**Problem requirements**
In the text on the painted sarcophagus, change "plumes" to "crests" and reproduce the portion starting with "At the left" and going on through "of this section.".

**Selected text**
########################################
The long painted scenes show the stages of the sacred ceremony which was performed at the burial of important personages. In the centre of one of the long sides of the sarcophagus (here called the "rear" side, purely for convenience) is a scene with a sacrifice of a bull, who is lying tethered on a table-like altar. Under the altar are at least two smaller animals, variously described as calves, deer or goats, possibly terracotta models like those being carried on the other side, or real ones waiting to be sacrificed. Behind this is a male figure playing the aulos double flute. He is painted red in the usual Minoan convention, unlike the white females.

At the left of the scene are five female figures in profile, facing the altar. Only the front one is complete, as a chunk of the plaster is missing, and the others are missing their upper bodies. The front figure has a large crown with long plumes, probably of feathers. She holds her hands in front of her, with open palms. This section has a yellow background, which changes to white at the altar. Blood pouring from the altar table is falling into a bucket or rhyton at the right of this section.
########################################
(Collection entries)
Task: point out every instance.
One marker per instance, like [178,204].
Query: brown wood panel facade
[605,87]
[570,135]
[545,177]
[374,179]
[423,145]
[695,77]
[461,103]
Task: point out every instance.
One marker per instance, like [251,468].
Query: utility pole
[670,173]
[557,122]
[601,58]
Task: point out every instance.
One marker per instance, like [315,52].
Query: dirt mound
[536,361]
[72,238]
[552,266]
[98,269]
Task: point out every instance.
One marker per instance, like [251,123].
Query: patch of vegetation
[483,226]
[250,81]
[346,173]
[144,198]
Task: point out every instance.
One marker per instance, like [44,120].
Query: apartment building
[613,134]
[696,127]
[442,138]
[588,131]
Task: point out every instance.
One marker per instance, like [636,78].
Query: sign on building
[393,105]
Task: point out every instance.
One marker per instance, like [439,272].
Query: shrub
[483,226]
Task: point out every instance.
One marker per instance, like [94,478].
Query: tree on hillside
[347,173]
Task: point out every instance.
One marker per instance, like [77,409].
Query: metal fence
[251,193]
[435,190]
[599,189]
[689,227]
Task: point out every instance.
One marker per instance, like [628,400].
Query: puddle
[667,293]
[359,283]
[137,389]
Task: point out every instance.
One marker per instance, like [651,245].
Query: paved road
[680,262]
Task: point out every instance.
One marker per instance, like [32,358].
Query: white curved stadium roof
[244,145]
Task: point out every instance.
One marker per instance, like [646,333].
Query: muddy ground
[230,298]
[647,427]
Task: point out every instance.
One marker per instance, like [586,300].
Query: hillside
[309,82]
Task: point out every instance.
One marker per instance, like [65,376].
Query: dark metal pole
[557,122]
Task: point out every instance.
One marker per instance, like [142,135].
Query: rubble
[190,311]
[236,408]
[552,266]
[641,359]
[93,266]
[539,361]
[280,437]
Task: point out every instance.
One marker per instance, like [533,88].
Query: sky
########################################
**Solution to this problem**
At the left of the scene are five female figures in profile, facing the altar. Only the front one is complete, as a chunk of the plaster is missing, and the others are missing their upper bodies. The front figure has a large crown with long crests, probably of feathers. She holds her hands in front of her, with open palms. This section has a yellow background, which changes to white at the altar. Blood pouring from the altar table is falling into a bucket or rhyton at the right of this section.